Re: [DISCUSS] FLIP-XXX: Aligning timeout logic in the AdaptiveScheduler's WaitingForResources and Executing states

Gyula Fóra Tue, 23 Jul 2024 06:05:51 -0700

Hi All!

Thank you for the proposal, I think it will be great to simplify the
current rescaling flow to make it more digestible :)


I have 2 comments:

1. Related to what Matthias already pointed out, I think in production
scenarios it may be a typical requirement to have a fairly short
stabilization interval for job startup (reduce downtime) but overall a
longer stabilization period for Executing jobs before rescaling to avoid
fluctuations and therefore reduce downtime. I think it would be very
important to have 2 configs for that, one could fall back to the other of
course if undefined.

2. The document mentions that the stabilization period for executing jobs
is measured from the first resource event. I feel that if after the
stabilization period we dont have sufficient resources we should completely
reset this timer and start the timeout from 0 when the next event arrives.

> **Material**
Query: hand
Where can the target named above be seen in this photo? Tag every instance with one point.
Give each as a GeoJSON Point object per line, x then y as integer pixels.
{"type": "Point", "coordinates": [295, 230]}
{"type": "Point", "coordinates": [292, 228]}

> **Short exercise**
Type out the part of the scheduler timeout post that begins at the words "1. Related to" and stops after "next event arrives.". The records stand apart from the scheduler timeout post.

> **Correct answer**
1. Related to what Matthias already pointed out, I think in production
scenarios it may be a typical requirement to have a fairly short
stabilization interval for job startup (reduce downtime) but overall a
longer stabilization period for Executing jobs before rescaling to avoid
fluctuations and therefore reduce downtime. I think it would be very
important to have 2 configs for that, one could fall back to the other of
course if undefined.

2. The document mentions that the stabilization period for executing jobs
is measured from the first resource event. I feel that if after the
stabilization period we dont have sufficient resources we should completely
reset this timer and start the timeout from 0 when the next event arrives.